Needless to say, among the two matches I was most intrigued about going into Wrestlemania, one was the AJ Styles vs. Shinsuke Nakamura match, and the other was Charlotte vs. Asuka.  Those were the only two matches I bothered watching immediately when I got home; and although I am glad to have gotten through both of the matches without getting spoiled, when the night was over I was disappointed in both, for slightly differing reasons.

Styles and Nakamura completely failed to capture the magic of Wrestle Kingdom 10 in Japan from just two years ago, leading to a fairly uninspired and lackluster match that makes me feel like both have aged past their primes and it was painfully apparent and/or the fact that WWE has the miraculous ability to hinder and suppress the talents of even the most capable wrestlers on the planet.

But obviously, the bigger objection I had from the entire show was the [spoiler alert] decision to have Charlotte defeat Asuka, thus ending her undefeated streak, the single most valuable commodity that the WWE as a whole had left.  As silly as it sounds to be willing to wager on a fake sport with predetermined outcomes, I would have wagered money that Asuka was going to defeat Charlotte, take the blue Women’s Championship, and then held the belt for at least another year, before her streak would have come to an end.  Along the way, they would do some shitty technicalities like having her lose in a tag team match, lose via countout or disqualification, before she would eventually have the last bastion of claiming that she had never been pinned or forced to tap out, preferably sometime in 2019, where she would eventually lose to someone completely deserving or qualified.

However, WWE seemed to have different plans in mind, and just like that, Asuka’s streak is over, and she’s now just another member of the women’s roster with nothing special except superior workrate, deep arsenal and international flair.

════════════════

**STATED EXERCISE A**.
Give the rows from the line containing "Practice step: label each instance of the pollen" through the end of the rows as a JSON list of strings, one string per line, with blank lines omitted.
The Wrestlemania post and the rows have no connection to each other.

[Recorded data]

════════════════

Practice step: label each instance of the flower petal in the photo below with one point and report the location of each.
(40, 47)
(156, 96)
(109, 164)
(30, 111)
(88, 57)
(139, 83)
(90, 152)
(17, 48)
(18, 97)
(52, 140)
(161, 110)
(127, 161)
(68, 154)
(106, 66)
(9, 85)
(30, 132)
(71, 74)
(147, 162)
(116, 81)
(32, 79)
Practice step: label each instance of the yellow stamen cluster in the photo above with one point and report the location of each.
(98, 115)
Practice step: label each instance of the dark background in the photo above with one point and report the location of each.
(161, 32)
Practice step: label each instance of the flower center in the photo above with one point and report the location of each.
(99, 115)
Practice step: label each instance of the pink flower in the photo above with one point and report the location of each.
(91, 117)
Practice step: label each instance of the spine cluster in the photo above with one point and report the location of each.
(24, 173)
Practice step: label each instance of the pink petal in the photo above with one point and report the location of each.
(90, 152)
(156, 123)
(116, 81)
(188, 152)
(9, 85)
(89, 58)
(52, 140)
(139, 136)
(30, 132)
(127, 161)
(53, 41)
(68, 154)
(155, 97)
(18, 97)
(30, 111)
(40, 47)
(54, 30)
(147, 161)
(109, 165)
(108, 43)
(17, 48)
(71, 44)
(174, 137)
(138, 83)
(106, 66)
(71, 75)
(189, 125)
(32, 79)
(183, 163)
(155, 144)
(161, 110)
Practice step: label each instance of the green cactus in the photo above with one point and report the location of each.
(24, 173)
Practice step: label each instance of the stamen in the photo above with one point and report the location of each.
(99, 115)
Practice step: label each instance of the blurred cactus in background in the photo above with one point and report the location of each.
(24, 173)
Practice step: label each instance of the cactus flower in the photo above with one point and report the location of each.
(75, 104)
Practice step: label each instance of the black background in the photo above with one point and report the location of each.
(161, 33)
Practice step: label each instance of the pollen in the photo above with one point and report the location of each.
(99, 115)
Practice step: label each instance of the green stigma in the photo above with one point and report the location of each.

════════════════

**STATED EXERCISE B**.
Retype the Wrestlemania post from "But obviously, the" up to and including "deserving or qualified.".

**WRITTEN RESPONSE A**.
[
  "Practice step: label each instance of the pollen in the photo above with one point and report the location of each.",
  "(99, 115)",
  "Practice step: label each instance of the green stigma in the photo above with one point and report the location of each."
]

**WRITTEN RESPONSE B**.
But obviously, the bigger objection I had from the entire show was the [spoiler alert] decision to have Charlotte defeat Asuka, thus ending her undefeated streak, the single most valuable commodity that the WWE as a whole had left.  As silly as it sounds to be willing to wager on a fake sport with predetermined outcomes, I would have wagered money that Asuka was going to defeat Charlotte, take the blue Women’s Championship, and then held the belt for at least another year, before her streak would have come to an end.  Along the way, they would do some shitty technicalities like having her lose in a tag team match, lose via countout or disqualification, before she would eventually have the last bastion of claiming that she had never been pinned or forced to tap out, preferably sometime in 2019, where she would eventually lose to someone completely deserving or qualified.